#### Required action A
Answer these questions using the text on emotions in protest research:
(i) Since when have emotions been a major focus for research in the social and political sciences?
(ii) Which scholar is quoted on what structuralist accounts of social action so often lack?
(iii) Where was the attempted march mentioned in the opening caption?
#### Required action B
Carry on the text on emotions in protest research from its final sentence.

#### Text provided
-- Opening Marker --
English Defence League co-Leader Kevin Carrol during an attempted march into Tower Hamlets. Demotix/Paul Davey. All rights reserved.
If we want to enhance our understanding of far right and anti-minority protest, it is not enough to examine what activists involved with these group think and why; we also have to get to grips with what they feel.
Since the 1980s, emotions have become a major focus for research in the social and political sciences: in part a product of a general shift in the social sciences towards more person-centred ways of explaining and understanding social action; in part a product of dramatic advances in neuroscience and our ability to investigate the biological processes of emotions. One area where scholars have taken particular advantage of these developments has been in research on social movements – or more precisely, research on what might loosely be referred to as “progressive” social movements. Here, placing emotions at the centre of analysis has offered rich rewards.
It has enabled scholars to develop better explanations for behaviours that had previously been hard to account for, such as why people continue to give up their time and energy to participate in what, from an external point of view, might appear to be chronically failing organisations. More generally, it has given us a far richer understanding of the inner-workings of social movements. As James Jasper observes, engaging with emotions has provided social movement scholars with an integral part of what is so often missing from more structuralist accounts of social action: a theory of human behaviour itself. It is far from a trite or facile remark when we say that we have behaved in a certain way because we felt like doing so.
-- Closing Marker --
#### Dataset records
-- Opening Marker --
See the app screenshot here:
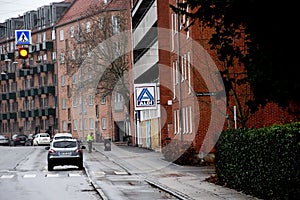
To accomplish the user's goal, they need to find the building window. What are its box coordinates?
[72,74,76,84]
[71,50,76,60]
[70,26,74,37]
[173,110,178,134]
[187,52,192,94]
[86,21,91,33]
[189,106,193,134]
[79,119,83,131]
[89,95,94,106]
[112,15,120,34]
[101,94,106,105]
[62,98,67,109]
[73,119,78,131]
[60,53,65,63]
[51,30,55,40]
[59,30,64,41]
[72,96,77,107]
[172,61,177,99]
[98,17,103,29]
[52,52,56,61]
[67,85,71,98]
[68,108,71,121]
[102,117,107,130]
[115,92,123,111]
[90,118,95,130]
[63,120,67,132]
[61,76,66,86]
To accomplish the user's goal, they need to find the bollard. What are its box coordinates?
[104,138,111,151]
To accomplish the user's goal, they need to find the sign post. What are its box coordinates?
[15,30,31,45]
[134,83,157,110]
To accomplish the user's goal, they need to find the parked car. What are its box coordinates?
[11,134,29,146]
[0,135,10,146]
[45,139,86,171]
[52,133,73,140]
[28,133,36,146]
[32,133,51,146]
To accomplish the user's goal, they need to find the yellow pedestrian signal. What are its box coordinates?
[19,47,29,59]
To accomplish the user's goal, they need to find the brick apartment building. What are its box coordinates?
[131,0,295,155]
[0,0,295,155]
[55,0,129,141]
[0,1,70,137]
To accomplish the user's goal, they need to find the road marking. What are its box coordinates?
[1,174,14,179]
[23,174,36,178]
[68,173,81,177]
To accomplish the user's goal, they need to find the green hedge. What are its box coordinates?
[216,123,300,200]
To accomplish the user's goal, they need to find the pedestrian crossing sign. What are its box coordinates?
[134,83,157,110]
[15,30,31,45]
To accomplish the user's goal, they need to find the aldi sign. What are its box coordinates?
[134,83,157,110]
[15,30,31,45]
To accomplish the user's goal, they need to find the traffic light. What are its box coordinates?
[19,47,29,59]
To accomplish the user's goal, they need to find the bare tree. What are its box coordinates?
[64,6,130,112]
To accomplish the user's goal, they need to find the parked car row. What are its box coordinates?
[0,135,10,146]
[0,133,73,146]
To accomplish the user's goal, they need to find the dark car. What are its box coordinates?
[45,139,86,171]
[0,135,9,146]
[11,134,29,146]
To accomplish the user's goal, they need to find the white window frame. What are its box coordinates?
[112,15,120,35]
[62,98,67,110]
[72,74,76,85]
[90,118,95,130]
[63,120,67,132]
[61,75,66,86]
[60,53,65,63]
[86,21,91,33]
[74,119,78,131]
[101,117,107,130]
[59,30,64,41]
[89,95,94,106]
[187,52,192,94]
[70,26,75,37]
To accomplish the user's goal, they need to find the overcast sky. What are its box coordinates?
[0,0,63,23]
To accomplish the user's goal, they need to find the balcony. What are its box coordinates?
[18,69,33,77]
[0,92,17,101]
[39,86,55,95]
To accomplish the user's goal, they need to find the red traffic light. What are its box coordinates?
[19,47,29,59]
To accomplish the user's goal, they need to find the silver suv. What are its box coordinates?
[45,139,86,171]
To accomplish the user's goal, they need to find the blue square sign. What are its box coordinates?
[15,30,31,45]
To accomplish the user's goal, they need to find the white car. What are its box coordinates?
[32,133,51,146]
[52,133,73,140]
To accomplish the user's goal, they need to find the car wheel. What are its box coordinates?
[48,163,54,171]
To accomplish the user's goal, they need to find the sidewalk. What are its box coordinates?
[84,143,257,200]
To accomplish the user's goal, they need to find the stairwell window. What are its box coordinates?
[102,117,107,130]
[59,30,64,41]
[112,15,120,34]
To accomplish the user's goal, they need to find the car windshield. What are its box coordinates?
[53,141,77,148]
-- Closing Marker --
#### Output A
(i) Since the 1980s.
(ii) James Jasper.
(iii) Into Tower Hamlets.

#### Output B
Yet with a few notable exceptions – such as Kathleen Blee’s account of women’s participation in organised racism in the US; Pete Simi and Robert Futrell’s description of how hate groups in the US cultivate and sustain membership; or Fabian Virchow’s detailed analysis of the creation of “collectives of emotion” in the German far right – there has to date been relatively little research and analysis of far right or anti-minority activism that has followed suit. Research on activists in these groups continues for the most part to be dominated by studies that focus primarily on documenting activists’ attitudes and beliefs, their interpretive frames or the rhetorical devices that they use.
There are likely to be a number of broad factors that have contributed to this state of affairs. In part, it is a product of methodological and disciplinary traditions in this field of study. Ethnographers and micro-sociologists have not yet had the same degree of prominence or influence here as they have in other fields of social research. There has also often been a certain squeamishness about undertaking research that entails empathising (which is not the same as sympathising) with people in these groups.
What has also stymied a genuine engagement with the emotional experiences of activists in far right and anti-minority groups has been the fact that when researchers have discussed emotions in relation to activists in these groups, there has tended to be an overwhelming focus on hate and on questions about why these activists come to hate. To some extent, this is hardly surprising. If we want to seek ways of promoting more harmonious societies, understanding how feelings of hatred emerge and are sustained is clearly an important task. It has also often been the intensity of their hatred that has been seen to be what differentiates these groups from “mainstream” politics.
The problem with the usually overwhelming focus on hatred and anger however, is that it gives us only a very narrow picture of the emotional dynamics of these groups, and one that might not be the most helpful if we want to understand how and why these kinds of social movements work.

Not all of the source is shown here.